Items for identifying locations:
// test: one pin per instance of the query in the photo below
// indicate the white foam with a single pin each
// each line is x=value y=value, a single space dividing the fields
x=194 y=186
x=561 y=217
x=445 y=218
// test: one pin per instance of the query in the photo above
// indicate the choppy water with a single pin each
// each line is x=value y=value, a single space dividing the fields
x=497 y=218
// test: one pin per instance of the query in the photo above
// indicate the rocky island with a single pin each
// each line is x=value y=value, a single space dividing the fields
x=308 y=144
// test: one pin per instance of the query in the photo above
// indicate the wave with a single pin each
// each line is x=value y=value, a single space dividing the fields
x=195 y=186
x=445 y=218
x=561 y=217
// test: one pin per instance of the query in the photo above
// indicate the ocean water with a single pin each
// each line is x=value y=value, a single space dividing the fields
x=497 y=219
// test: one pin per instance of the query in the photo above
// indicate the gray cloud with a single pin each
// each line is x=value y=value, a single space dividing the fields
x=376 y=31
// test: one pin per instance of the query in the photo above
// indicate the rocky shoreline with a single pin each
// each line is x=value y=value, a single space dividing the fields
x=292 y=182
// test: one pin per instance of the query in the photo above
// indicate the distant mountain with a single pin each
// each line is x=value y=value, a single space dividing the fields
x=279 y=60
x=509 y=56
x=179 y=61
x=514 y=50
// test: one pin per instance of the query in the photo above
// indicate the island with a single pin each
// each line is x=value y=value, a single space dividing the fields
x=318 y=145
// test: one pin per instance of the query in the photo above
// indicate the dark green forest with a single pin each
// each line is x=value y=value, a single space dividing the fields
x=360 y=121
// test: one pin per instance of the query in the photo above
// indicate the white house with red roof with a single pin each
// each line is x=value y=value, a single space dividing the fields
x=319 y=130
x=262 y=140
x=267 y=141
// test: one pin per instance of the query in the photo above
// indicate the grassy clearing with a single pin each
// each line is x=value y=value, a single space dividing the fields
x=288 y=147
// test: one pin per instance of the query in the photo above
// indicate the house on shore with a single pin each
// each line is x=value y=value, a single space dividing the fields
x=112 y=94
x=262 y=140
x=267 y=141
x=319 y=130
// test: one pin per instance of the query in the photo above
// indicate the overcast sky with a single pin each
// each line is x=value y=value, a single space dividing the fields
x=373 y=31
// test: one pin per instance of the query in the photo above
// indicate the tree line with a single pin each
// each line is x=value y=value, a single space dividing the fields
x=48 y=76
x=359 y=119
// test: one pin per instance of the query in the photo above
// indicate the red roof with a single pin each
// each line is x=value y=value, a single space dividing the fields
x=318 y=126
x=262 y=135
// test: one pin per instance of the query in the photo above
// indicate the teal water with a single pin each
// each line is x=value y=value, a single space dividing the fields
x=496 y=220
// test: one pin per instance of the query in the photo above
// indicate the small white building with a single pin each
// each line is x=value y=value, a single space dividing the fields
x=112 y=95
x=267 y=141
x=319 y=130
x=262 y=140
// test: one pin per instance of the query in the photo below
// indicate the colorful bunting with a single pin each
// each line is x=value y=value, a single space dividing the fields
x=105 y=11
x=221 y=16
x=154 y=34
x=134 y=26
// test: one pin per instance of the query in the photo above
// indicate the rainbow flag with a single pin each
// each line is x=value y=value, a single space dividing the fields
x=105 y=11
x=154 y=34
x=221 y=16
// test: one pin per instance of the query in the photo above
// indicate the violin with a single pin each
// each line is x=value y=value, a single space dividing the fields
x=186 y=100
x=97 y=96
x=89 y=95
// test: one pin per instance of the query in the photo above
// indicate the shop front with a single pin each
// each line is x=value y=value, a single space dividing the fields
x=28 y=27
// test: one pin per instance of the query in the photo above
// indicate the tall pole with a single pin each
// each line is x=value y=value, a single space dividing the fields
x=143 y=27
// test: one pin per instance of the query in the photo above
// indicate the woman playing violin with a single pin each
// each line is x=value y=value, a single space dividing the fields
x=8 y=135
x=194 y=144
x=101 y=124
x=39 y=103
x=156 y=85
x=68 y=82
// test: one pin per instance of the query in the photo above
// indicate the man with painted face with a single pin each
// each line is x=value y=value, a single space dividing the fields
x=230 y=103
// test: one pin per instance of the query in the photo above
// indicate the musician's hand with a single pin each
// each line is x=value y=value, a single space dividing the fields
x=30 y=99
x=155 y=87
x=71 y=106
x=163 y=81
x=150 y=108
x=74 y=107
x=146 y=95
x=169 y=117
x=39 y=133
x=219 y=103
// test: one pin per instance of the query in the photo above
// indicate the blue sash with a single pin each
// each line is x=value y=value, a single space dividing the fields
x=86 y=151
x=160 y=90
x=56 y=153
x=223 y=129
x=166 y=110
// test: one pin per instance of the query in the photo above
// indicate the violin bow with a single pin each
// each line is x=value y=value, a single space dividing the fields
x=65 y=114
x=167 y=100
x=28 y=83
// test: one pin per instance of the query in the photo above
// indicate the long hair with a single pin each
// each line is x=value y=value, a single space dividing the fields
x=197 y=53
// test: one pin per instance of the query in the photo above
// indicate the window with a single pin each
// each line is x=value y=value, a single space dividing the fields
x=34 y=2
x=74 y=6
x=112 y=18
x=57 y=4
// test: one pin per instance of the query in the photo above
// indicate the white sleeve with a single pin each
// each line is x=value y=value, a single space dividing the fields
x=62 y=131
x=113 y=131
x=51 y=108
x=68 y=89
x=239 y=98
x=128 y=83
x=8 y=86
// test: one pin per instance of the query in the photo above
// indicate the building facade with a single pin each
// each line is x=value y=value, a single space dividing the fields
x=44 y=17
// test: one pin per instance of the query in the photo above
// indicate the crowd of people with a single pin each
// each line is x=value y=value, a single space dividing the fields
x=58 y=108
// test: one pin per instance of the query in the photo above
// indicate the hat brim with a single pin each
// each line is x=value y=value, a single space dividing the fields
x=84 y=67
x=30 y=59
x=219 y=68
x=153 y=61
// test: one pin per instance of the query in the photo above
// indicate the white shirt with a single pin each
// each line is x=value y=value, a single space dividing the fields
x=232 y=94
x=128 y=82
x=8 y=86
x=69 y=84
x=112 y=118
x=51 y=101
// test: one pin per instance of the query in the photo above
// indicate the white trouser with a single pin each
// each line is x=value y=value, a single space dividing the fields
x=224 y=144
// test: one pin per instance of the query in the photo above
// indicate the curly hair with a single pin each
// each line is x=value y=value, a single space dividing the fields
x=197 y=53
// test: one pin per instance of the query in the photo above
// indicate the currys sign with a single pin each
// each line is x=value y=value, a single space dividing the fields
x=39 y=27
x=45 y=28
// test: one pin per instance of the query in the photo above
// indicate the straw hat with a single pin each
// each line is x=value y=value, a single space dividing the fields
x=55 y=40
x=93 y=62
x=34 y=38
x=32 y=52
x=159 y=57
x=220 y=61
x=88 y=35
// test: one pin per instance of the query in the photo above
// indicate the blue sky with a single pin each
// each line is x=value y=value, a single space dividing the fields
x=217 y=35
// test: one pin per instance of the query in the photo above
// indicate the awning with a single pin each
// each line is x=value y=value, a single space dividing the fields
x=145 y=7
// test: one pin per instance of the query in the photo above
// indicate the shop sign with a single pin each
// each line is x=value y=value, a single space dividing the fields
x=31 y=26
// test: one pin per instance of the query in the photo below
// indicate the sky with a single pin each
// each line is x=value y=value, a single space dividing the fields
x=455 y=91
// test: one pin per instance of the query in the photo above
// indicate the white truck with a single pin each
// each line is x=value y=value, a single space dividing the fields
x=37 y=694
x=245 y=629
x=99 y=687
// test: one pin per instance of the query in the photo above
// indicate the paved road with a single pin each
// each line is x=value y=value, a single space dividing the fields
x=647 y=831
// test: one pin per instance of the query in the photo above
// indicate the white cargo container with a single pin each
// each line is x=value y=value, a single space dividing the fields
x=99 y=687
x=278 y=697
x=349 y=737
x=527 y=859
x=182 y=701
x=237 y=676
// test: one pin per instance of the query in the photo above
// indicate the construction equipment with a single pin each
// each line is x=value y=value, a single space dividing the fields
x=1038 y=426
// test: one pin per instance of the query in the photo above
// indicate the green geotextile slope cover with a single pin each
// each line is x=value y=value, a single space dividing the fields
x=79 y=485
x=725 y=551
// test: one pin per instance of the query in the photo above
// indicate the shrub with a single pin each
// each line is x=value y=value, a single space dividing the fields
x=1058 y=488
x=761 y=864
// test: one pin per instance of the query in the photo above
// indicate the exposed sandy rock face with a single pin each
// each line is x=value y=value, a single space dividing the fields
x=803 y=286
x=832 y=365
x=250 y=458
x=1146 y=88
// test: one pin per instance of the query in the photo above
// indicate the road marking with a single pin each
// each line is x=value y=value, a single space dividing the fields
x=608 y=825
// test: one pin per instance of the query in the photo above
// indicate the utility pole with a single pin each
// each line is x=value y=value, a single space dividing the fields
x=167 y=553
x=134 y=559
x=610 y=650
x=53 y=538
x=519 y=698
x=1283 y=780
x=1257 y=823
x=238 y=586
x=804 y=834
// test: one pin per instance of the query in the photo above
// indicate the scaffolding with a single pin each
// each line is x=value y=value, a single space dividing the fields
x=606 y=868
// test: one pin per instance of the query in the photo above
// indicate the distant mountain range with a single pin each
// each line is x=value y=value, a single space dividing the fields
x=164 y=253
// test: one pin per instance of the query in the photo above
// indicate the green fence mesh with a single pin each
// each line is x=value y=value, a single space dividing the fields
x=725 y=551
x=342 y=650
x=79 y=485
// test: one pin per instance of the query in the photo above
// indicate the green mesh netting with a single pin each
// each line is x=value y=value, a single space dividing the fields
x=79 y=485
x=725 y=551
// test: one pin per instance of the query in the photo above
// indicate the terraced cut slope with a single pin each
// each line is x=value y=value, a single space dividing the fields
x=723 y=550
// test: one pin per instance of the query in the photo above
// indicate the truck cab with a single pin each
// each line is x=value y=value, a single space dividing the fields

YOUR OBJECTIVE => Would you copy the items above verbatim, starting at their first line and ending at the line that contains "x=318 y=145", with both of those lines included?

FULL ANSWER =>
// test: one pin per instance of the query in the photo below
// indicate the white foam with a single pin each
// each line is x=value y=value, a single space dividing the fields
x=194 y=186
x=561 y=217
x=445 y=218
// test: one pin per instance of the query in the photo above
// indicate the choppy water with a single pin each
// each line is x=value y=value, a single space dividing the fields
x=497 y=218
// test: one pin per instance of the query in the photo above
// indicate the rocky island with a single pin each
// each line is x=value y=value, a single space dividing the fields
x=308 y=144
// test: one pin per instance of the query in the photo above
// indicate the wave with a single pin each
// each line is x=value y=value, a single space dividing the fields
x=195 y=186
x=445 y=218
x=561 y=217
// test: one pin per instance of the query in the photo above
// indicate the ocean water with a single pin each
// each line is x=value y=value, a single space dividing the fields
x=497 y=219
// test: one pin per instance of the query in the photo above
// indicate the gray cloud with a single pin each
// each line is x=value y=value, a single space dividing the fields
x=376 y=31
// test: one pin per instance of the query in the photo above
// indicate the rocky shoreline with a single pin each
// each line is x=value y=value, a single space dividing the fields
x=292 y=182
// test: one pin per instance of the query in the photo above
// indicate the distant mountain with a single pin each
// each line is x=value y=value, a single space dividing the fields
x=279 y=60
x=509 y=56
x=179 y=61
x=514 y=50
// test: one pin per instance of the query in the photo above
// indicate the island with a single pin each
// each line is x=value y=value, a single space dividing the fields
x=318 y=145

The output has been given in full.